* _TASK PROMPT_:
The entries follow. Please return all of them exactly.

* _Data records_:

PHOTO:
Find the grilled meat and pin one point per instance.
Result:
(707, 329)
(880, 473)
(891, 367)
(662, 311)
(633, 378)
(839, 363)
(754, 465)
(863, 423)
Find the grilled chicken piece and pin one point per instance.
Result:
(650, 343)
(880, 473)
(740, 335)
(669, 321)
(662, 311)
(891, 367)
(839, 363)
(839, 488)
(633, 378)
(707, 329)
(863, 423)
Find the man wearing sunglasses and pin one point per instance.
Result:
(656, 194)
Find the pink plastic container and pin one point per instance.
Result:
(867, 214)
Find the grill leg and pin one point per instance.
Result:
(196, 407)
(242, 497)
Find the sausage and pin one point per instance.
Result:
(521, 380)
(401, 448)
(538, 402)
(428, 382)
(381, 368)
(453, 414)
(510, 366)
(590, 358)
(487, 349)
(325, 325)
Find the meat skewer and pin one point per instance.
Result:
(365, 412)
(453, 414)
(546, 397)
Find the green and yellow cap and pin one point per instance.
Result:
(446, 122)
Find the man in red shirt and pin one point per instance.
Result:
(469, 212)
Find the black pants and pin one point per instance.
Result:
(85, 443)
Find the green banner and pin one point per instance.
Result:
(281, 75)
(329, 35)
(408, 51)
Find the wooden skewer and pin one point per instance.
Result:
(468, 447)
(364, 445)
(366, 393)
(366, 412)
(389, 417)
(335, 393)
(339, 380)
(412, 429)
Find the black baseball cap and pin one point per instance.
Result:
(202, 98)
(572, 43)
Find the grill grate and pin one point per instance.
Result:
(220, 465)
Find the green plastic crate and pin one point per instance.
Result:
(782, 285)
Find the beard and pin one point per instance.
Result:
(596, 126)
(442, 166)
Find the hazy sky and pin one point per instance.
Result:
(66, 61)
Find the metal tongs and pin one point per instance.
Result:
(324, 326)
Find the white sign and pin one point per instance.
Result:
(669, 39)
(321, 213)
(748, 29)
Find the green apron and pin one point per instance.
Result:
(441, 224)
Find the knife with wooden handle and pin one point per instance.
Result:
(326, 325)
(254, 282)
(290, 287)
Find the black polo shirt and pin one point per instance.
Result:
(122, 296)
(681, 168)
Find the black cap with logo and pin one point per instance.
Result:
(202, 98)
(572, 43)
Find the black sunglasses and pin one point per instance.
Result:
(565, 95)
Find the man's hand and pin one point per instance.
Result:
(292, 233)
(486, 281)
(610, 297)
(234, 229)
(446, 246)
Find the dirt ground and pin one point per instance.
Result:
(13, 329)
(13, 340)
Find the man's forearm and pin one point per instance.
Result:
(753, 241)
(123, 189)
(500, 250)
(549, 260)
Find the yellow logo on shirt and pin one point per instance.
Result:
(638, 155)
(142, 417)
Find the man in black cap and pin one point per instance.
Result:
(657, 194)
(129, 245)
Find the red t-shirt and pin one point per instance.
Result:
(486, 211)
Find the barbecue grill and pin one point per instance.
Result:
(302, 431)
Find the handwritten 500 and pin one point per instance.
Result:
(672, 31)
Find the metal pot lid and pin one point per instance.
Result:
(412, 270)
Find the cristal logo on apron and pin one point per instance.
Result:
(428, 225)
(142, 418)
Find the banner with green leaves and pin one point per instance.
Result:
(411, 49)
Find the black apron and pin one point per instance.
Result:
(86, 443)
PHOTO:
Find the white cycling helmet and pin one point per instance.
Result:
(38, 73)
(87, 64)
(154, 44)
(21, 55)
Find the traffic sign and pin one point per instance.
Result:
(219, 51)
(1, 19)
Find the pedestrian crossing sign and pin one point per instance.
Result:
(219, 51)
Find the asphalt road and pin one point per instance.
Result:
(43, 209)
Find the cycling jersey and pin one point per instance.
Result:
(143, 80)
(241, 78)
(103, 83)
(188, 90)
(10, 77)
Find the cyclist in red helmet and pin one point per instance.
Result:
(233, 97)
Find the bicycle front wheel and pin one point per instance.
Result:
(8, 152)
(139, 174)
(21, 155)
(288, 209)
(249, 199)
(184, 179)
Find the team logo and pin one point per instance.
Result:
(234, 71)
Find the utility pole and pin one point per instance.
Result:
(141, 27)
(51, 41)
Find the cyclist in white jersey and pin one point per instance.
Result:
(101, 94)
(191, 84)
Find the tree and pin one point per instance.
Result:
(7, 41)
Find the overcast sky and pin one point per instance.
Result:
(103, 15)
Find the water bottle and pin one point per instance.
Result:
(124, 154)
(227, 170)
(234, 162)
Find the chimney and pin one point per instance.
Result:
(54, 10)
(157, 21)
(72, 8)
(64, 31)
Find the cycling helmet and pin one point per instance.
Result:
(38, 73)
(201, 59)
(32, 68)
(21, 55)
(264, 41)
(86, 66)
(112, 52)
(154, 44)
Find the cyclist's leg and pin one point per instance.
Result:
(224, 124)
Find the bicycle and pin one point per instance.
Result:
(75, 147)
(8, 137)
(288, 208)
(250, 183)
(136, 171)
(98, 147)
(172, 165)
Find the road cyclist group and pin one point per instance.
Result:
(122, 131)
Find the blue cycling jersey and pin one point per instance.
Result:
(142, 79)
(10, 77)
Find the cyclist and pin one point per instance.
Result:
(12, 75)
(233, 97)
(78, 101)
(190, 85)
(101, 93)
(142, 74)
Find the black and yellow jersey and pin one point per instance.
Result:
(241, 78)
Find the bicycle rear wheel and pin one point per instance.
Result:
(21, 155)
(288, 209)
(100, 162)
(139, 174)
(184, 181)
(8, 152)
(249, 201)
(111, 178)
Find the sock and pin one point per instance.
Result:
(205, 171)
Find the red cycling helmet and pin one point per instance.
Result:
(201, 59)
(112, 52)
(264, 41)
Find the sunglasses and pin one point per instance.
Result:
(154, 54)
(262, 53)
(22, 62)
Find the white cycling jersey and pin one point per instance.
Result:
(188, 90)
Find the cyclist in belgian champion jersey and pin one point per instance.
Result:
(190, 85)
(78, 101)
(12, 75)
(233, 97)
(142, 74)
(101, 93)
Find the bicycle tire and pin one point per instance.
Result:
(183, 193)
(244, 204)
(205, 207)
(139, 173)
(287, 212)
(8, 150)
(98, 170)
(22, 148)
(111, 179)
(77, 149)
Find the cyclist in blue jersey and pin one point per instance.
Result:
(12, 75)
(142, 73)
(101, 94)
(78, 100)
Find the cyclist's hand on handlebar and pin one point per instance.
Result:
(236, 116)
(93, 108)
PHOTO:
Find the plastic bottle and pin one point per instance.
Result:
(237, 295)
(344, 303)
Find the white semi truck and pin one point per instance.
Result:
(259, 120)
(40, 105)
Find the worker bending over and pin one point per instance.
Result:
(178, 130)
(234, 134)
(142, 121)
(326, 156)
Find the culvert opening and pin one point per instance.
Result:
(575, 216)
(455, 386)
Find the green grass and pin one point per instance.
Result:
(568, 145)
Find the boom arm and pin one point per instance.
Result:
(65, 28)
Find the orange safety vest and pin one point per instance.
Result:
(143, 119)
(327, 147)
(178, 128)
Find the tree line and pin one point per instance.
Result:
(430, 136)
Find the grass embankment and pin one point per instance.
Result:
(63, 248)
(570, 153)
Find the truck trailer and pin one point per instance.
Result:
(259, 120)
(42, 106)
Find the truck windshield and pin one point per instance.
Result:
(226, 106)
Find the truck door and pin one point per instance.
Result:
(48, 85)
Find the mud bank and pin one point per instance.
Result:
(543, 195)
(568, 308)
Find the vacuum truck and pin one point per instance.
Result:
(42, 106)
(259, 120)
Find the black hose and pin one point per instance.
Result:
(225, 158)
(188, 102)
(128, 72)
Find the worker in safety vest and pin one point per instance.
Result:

* _YOUR SOLUTION_:
PHOTO:
Find the grilled meat and pin one point per instance.
Result:
(707, 329)
(880, 473)
(891, 367)
(662, 311)
(633, 378)
(839, 363)
(754, 465)
(863, 423)
Find the grilled chicken piece and pin one point per instance.
Result:
(650, 343)
(880, 473)
(740, 335)
(669, 321)
(662, 311)
(891, 367)
(839, 363)
(839, 488)
(633, 378)
(707, 329)
(863, 423)
Find the man wearing sunglasses and pin one point per instance.
Result:
(656, 194)
Find the pink plastic container and pin one point per instance.
Result:
(867, 214)
Find the grill leg and pin one point per instance.
Result:
(196, 407)
(242, 497)
Find the sausage and pin one point per instance.
Result:
(521, 380)
(401, 448)
(538, 402)
(428, 382)
(381, 368)
(453, 414)
(510, 366)
(590, 358)
(487, 349)
(325, 325)
Find the meat skewer and pin one point per instance.
Result:
(365, 412)
(453, 414)
(546, 397)
Find the green and yellow cap and pin one point per instance.
Result:
(446, 122)
Find the man in red shirt and pin one point per instance.
Result:
(469, 212)
Find the black pants and pin one point per instance.
Result:
(85, 443)
Find the green banner and pin one point per instance.
Result:
(281, 75)
(329, 35)
(408, 51)
Find the wooden skewer and pin one point per instance.
Result:
(468, 447)
(364, 445)
(366, 393)
(366, 412)
(389, 417)
(335, 393)
(339, 380)
(412, 429)
Find the black baseball cap and pin one point per instance.
Result:
(202, 98)
(572, 43)
Find the grill grate and pin one point per instance.
Result:
(220, 465)
Find the green plastic crate and pin one point per instance.
Result:
(782, 285)
Find the beard and pin one point per instance.
Result:
(596, 126)
(442, 166)
Find the hazy sky and pin one point per instance.
Result:
(66, 61)
Find the metal tongs and pin one point per instance.
Result:
(324, 326)
Find the white sign and pin one point per instance.
Result:
(669, 39)
(321, 213)
(748, 29)
Find the green apron and pin one point per instance.
Result:
(441, 224)
Find the knife with wooden handle and pin one point per instance.
Result:
(326, 325)
(254, 282)
(290, 287)
Find the black polo shirt and pin one point per instance.
Result:
(122, 296)
(681, 168)
Find the black cap with logo and pin one point per instance.
Result:
(202, 98)
(572, 43)
Find the black sunglasses and pin one point per instance.
Result:
(565, 95)
Find the man's hand and pin one point per instance.
Result:
(292, 233)
(486, 281)
(610, 297)
(234, 229)
(446, 246)
Find the dirt ground and pin one point per instance.
Result:
(13, 329)
(13, 340)
Find the man's forearm and pin one point per instance.
Result:
(753, 241)
(123, 189)
(500, 250)
(549, 260)
Find the yellow logo on shirt and pin one point per instance.
Result:
(638, 155)
(142, 417)
Find the man in black cap and pin one point per instance.
Result:
(657, 194)
(129, 245)
Find the red t-shirt and pin one point per instance.
Result:
(486, 211)
Find the barbecue grill and pin one point per instance.
Result:
(302, 431)
Find the handwritten 500 and pin one point per instance.
Result:
(672, 31)
Find the metal pot lid and pin one point per instance.
Result:
(412, 270)
Find the cristal logo on apron and pin one point per instance.
Result:
(428, 225)
(142, 418)
Find the banner with green leaves and pin one point per instance.
Result:
(411, 49)
Find the black apron and pin one point per instance.
Result:
(86, 443)
PHOTO:
Find the white cycling helmet and pin one point per instance.
Result:
(38, 73)
(87, 64)
(154, 44)
(21, 55)
Find the traffic sign and pin one point per instance.
Result:
(219, 51)
(1, 19)
Find the pedestrian crossing sign and pin one point per instance.
Result:
(219, 51)
Find the asphalt road and pin one point per instance.
Result:
(43, 209)
Find the cycling jersey and pin one point per instance.
Result:
(143, 80)
(241, 78)
(103, 83)
(188, 90)
(10, 77)
Find the cyclist in red helmet and pin one point per instance.
Result:
(233, 97)
Find the bicycle front wheel and pin one point per instance.
Result:
(8, 152)
(139, 174)
(21, 155)
(288, 209)
(249, 199)
(184, 179)
Find the team logo and pin one point per instance.
Result:
(234, 71)
Find the utility pole and pin one point per instance.
Result:
(141, 27)
(51, 41)
Find the cyclist in white jersey and pin one point per instance.
Result:
(101, 94)
(191, 84)
Find the tree and pin one point per instance.
Result:
(7, 41)
Find the overcast sky and pin one point per instance.
Result:
(103, 15)
Find the water bottle and pin one point per instance.
Result:
(124, 154)
(227, 170)
(234, 162)
Find the chimney and pin one point per instance.
Result:
(54, 10)
(157, 21)
(72, 8)
(64, 31)
Find the cycling helmet and pin one point per instance.
Result:
(38, 73)
(201, 59)
(32, 68)
(21, 55)
(264, 41)
(86, 66)
(112, 52)
(154, 44)
Find the cyclist's leg and pin one point per instance.
Result:
(224, 124)
Find the bicycle and pin one point per instance.
Result:
(75, 147)
(8, 137)
(288, 208)
(250, 183)
(136, 171)
(98, 147)
(172, 165)
Find the road cyclist group and pin one point per instance.
Result:
(122, 131)
Find the blue cycling jersey and pin one point per instance.
Result:
(142, 79)
(10, 77)
Find the cyclist and pin one point per instance.
Result:
(12, 75)
(233, 97)
(78, 101)
(190, 85)
(101, 93)
(142, 74)
Find the black and yellow jersey and pin one point per instance.
Result:
(241, 78)
Find the bicycle rear wheel and pin one point per instance.
Result:
(21, 155)
(288, 209)
(100, 162)
(139, 174)
(184, 181)
(8, 152)
(249, 201)
(111, 178)
Find the sock and pin one point per instance.
Result:
(205, 171)
Find the red cycling helmet and pin one point per instance.
Result:
(201, 59)
(112, 52)
(264, 41)
Find the sunglasses and pin one point per instance.
Result:
(154, 54)
(262, 53)
(22, 62)
Find the white cycling jersey and pin one point per instance.
Result:
(188, 90)
Find the cyclist in belgian champion jersey and pin one point per instance.
Result:
(190, 85)
(78, 101)
(12, 75)
(233, 97)
(142, 74)
(101, 93)
Find the bicycle tire and pin one point per instance.
Result:
(183, 193)
(244, 204)
(205, 207)
(139, 173)
(287, 212)
(8, 150)
(98, 170)
(22, 148)
(111, 179)
(77, 149)
Find the cyclist in blue jersey and pin one point per instance.
Result:
(12, 75)
(142, 73)
(101, 94)
(78, 100)
Find the cyclist's hand on handlebar and pin one point per instance.
Result:
(236, 116)
(93, 108)
PHOTO:
Find the plastic bottle and pin one point per instance.
Result:
(237, 295)
(344, 303)
Find the white semi truck and pin one point per instance.
Result:
(259, 120)
(40, 105)
Find the worker bending over and pin one point per instance.
Result:
(178, 130)
(234, 134)
(142, 121)
(326, 156)
Find the culvert opening and pin one point per instance.
Result:
(575, 216)
(455, 386)
Find the green grass and pin one point per instance.
Result:
(568, 145)
Find the boom arm and pin one point per instance.
Result:
(65, 28)
Find the orange safety vest and pin one point per instance.
Result:
(143, 119)
(327, 147)
(178, 128)
Find the tree line and pin one point per instance.
Result:
(430, 136)
Find the grass embankment and pin one point per instance.
Result:
(63, 248)
(570, 153)
Find the truck trailer and pin one point per instance.
Result:
(259, 120)
(42, 106)
Find the truck windshield and pin one point per instance.
Result:
(226, 106)
Find the truck door and pin one point per instance.
Result:
(48, 85)
Find the mud bank and pin one point per instance.
Result:
(543, 195)
(568, 308)
Find the vacuum truck and pin one point per instance.
Result:
(42, 106)
(259, 120)
Find the black hose and pin one point per instance.
Result:
(225, 158)
(188, 102)
(128, 72)
Find the worker in safety vest and pin one point per instance.
Result:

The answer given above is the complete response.